### TASK TO CARRY OUT
Update the material below so that "tree branch" becomes "tree limb" and every other line stays unchanged.

### SOURCE DATA
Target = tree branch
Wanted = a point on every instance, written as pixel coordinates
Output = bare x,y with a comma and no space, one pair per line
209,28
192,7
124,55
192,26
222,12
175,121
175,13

### FINISHED EXERCISE
Target = tree limb
Wanted = a point on every instance, written as pixel coordinates
Output = bare x,y with a comma and no space, one pair per line
209,28
192,7
124,55
192,26
222,12
175,121
175,13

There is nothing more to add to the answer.